### WRITTEN TASK
Rewrite every one of the items below as a numbered list, omitting any blank lines.

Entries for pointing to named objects
-*-*-

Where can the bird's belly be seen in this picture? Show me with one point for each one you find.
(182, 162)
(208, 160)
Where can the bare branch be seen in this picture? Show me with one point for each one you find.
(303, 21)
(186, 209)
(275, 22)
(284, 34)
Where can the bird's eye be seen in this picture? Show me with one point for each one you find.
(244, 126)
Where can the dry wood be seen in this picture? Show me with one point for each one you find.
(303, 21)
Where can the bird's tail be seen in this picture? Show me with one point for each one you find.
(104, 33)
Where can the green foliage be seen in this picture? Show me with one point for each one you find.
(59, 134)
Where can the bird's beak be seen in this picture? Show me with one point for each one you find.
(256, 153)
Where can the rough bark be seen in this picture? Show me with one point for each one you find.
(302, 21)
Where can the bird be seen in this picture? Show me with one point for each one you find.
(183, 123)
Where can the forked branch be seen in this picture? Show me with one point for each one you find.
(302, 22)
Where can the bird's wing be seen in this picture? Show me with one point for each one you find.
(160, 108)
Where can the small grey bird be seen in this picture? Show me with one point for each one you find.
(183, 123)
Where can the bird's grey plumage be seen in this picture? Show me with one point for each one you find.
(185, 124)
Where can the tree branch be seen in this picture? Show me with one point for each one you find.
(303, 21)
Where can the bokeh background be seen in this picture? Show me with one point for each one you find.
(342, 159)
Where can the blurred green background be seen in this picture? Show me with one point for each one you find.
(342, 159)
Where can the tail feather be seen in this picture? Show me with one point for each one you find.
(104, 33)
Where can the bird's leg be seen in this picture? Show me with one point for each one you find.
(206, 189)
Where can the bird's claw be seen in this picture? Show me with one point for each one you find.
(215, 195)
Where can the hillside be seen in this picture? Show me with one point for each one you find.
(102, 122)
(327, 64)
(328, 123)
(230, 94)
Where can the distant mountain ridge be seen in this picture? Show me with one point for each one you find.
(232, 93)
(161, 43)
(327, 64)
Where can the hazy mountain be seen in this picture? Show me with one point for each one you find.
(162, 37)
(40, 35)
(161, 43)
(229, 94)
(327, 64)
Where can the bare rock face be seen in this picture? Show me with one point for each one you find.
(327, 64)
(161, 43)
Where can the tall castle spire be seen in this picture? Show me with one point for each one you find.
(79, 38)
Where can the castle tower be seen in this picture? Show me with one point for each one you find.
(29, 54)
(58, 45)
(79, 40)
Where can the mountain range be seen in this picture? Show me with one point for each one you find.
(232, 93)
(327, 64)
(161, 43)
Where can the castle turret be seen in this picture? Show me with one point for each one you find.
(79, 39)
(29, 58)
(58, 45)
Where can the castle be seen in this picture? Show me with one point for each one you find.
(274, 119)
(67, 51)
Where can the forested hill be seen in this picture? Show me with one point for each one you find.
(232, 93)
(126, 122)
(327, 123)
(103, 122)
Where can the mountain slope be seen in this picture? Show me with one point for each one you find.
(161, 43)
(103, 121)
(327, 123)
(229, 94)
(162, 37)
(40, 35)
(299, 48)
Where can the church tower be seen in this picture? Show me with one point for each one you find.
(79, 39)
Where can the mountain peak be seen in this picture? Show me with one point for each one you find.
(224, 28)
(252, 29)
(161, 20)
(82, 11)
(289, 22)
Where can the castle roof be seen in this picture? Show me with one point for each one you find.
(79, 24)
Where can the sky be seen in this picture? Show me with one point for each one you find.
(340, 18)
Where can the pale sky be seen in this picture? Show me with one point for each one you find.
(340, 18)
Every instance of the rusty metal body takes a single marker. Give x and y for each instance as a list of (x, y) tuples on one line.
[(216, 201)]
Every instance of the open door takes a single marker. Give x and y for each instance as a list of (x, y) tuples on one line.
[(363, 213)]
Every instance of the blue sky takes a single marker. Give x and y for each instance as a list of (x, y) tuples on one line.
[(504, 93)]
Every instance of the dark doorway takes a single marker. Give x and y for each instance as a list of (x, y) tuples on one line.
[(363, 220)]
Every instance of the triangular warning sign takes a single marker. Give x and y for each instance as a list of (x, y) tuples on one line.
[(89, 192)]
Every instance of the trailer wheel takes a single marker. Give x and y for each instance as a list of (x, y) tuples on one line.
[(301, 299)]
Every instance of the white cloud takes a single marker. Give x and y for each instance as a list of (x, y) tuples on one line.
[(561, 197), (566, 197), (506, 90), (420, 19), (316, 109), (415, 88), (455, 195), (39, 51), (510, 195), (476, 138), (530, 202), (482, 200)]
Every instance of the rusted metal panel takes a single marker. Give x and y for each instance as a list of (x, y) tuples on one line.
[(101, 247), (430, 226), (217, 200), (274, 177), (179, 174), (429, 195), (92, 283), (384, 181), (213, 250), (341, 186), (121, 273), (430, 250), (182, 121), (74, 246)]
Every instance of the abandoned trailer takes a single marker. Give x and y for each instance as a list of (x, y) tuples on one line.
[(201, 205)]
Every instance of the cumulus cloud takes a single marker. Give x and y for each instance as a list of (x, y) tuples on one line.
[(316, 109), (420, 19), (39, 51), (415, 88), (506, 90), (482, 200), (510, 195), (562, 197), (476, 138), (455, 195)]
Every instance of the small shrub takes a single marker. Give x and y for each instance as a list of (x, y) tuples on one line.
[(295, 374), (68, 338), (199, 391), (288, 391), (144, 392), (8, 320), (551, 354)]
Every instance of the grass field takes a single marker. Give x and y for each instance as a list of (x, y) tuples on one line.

-*-*-

### FULL SOLUTION
1. Where can the bird's belly be seen in this picture? Show me with one point for each one you find.
2. (182, 162)
3. (208, 160)
4. Where can the bare branch be seen in this picture? Show me with one point for each one you find.
5. (303, 21)
6. (186, 209)
7. (275, 22)
8. (284, 34)
9. Where can the bird's eye be seen in this picture? Show me with one point for each one you find.
10. (244, 126)
11. Where can the dry wood be seen in this picture? Show me with one point for each one you find.
12. (303, 21)
13. Where can the bird's tail be seen in this picture? Show me with one point for each one you find.
14. (104, 33)
15. Where can the green foliage be seen in this picture? Show me with one point for each one you find.
16. (59, 134)
17. Where can the bird's beak be seen in this picture? Show me with one point for each one you find.
18. (256, 153)
19. Where can the rough bark be seen in this picture? Show me with one point for each one you find.
20. (302, 21)
21. Where can the bird be seen in this picture? Show me with one point for each one you find.
22. (183, 123)
23. Where can the forked branch be seen in this picture? Show me with one point for each one you find.
24. (302, 22)
25. Where can the bird's wing be seen in this picture? Show me with one point for each one you find.
26. (160, 108)
27. Where can the small grey bird be seen in this picture? Show me with one point for each one you find.
28. (183, 123)
29. Where can the bird's grey plumage be seen in this picture? Show me with one point for each one you find.
30. (185, 124)
31. Where can the tree branch be seen in this picture? Show me with one point for each one you find.
32. (303, 21)
33. Where can the bokeh background be seen in this picture? Show me with one point for each one you find.
34. (342, 159)
35. Where can the blurred green background be seen in this picture? Show me with one point for each one you find.
36. (342, 159)
37. Where can the tail feather be seen in this picture? Show me with one point for each one you find.
38. (104, 33)
39. Where can the bird's leg be seen in this picture? Show me with one point for each one you find.
40. (206, 189)
41. Where can the bird's claw be seen in this picture? Show me with one point for each one you find.
42. (215, 195)
43. Where can the hillside be seen in this picture? Show me with one point for each one you find.
44. (102, 122)
45. (327, 64)
46. (328, 123)
47. (230, 94)
48. Where can the distant mountain ridge be seen in this picture? Show me with one point for each one you find.
49. (232, 93)
50. (161, 43)
51. (327, 64)
52. Where can the hazy mountain be seen in this picture? Show me with one point for each one you find.
53. (162, 37)
54. (40, 35)
55. (161, 43)
56. (229, 94)
57. (327, 64)
58. Where can the bare rock face be seen in this picture? Show me with one point for each one you find.
59. (327, 64)
60. (161, 43)
61. Where can the tall castle spire be seen in this picture? Show me with one point for each one you find.
62. (79, 38)
63. Where can the castle tower be seen in this picture? Show me with one point for each one you find.
64. (29, 54)
65. (58, 45)
66. (79, 40)
67. Where can the mountain range be seen in this picture? Show me with one point for each one you find.
68. (232, 93)
69. (327, 64)
70. (161, 43)
71. Where can the castle turret be seen in this picture? Show me with one point for each one you find.
72. (79, 39)
73. (29, 58)
74. (58, 45)
75. Where can the castle be seen in this picture? Show me with one point for each one you find.
76. (274, 119)
77. (67, 51)
78. Where can the forested hill be seen in this picture? Show me with one point for each one you find.
79. (232, 93)
80. (126, 122)
81. (327, 123)
82. (103, 122)
83. Where can the mountain slope be seen in this picture? Show me with one point for each one you find.
84. (161, 43)
85. (103, 121)
86. (327, 123)
87. (229, 94)
88. (162, 37)
89. (40, 35)
90. (299, 48)
91. Where can the church tower be seen in this picture? Show me with one point for each one you find.
92. (79, 39)
93. Where can the mountain peak be seen in this picture? Show me with one point for each one you find.
94. (224, 28)
95. (252, 29)
96. (161, 20)
97. (82, 11)
98. (289, 22)
99. Where can the castle roof be seen in this picture? Show me with one point for each one you find.
100. (79, 24)
101. Where can the sky be seen in this picture? Show me with one point for each one you find.
102. (340, 18)
103. Where can the pale sky be seen in this picture? Show me with one point for each one you find.
104. (340, 18)
105. Every instance of the rusty metal body takes a single marker. Give x and y for each instance as a list of (x, y) tuples on one line.
106. [(216, 201)]
107. Every instance of the open door takes a single marker. Give x and y for each instance as a list of (x, y) tuples on one line.
108. [(363, 213)]
109. Every instance of the blue sky takes a single marker. Give x and y for each instance as a list of (x, y) tuples on one line.
110. [(504, 93)]
111. Every instance of the dark doorway takes a single marker. Give x and y for each instance as a list of (x, y) tuples on one line.
112. [(363, 220)]
113. Every instance of the triangular warning sign takes a single marker. Give x and y for each instance as a list of (x, y) tuples on one line.
114. [(89, 192)]
115. Every instance of the trailer wheel takes a single marker. Give x and y for each instance as a list of (x, y) tuples on one line.
116. [(301, 299)]
117. Every instance of the white cloud takes a single marker. Give x and y for each instance as a list of (x, y) tuples on one line.
118. [(561, 197), (566, 197), (506, 90), (420, 19), (316, 109), (415, 88), (455, 195), (39, 51), (510, 195), (476, 138), (530, 202), (482, 200)]
119. Every instance of the rusted metal panel takes a single marker. Give x and y for each instance as a list of (x, y) tuples on one line.
120. [(101, 247), (430, 226), (217, 200), (274, 177), (179, 174), (429, 195), (92, 283), (384, 181), (213, 250), (341, 186), (121, 273), (430, 250), (182, 121), (74, 246)]
121. Every instance of the abandoned trailer takes a single marker. Give x and y for each instance as a list of (x, y) tuples on one line.
122. [(201, 205)]
123. Every instance of the cumulus cloud takes a single marker. Give x and y for each instance as a list of (x, y) tuples on one line.
124. [(316, 109), (420, 19), (39, 51), (415, 88), (506, 90), (482, 200), (510, 195), (562, 197), (476, 138), (455, 195)]
125. Every instance of the small shrub takes a single marker. Give x and y for each instance as a list of (x, y) tuples on one line.
126. [(295, 374), (68, 338), (199, 391), (288, 391), (144, 392), (8, 320), (551, 354)]
127. Every instance of the grass field takes a single marker. Give x and y for each instance as a list of (x, y) tuples on one line.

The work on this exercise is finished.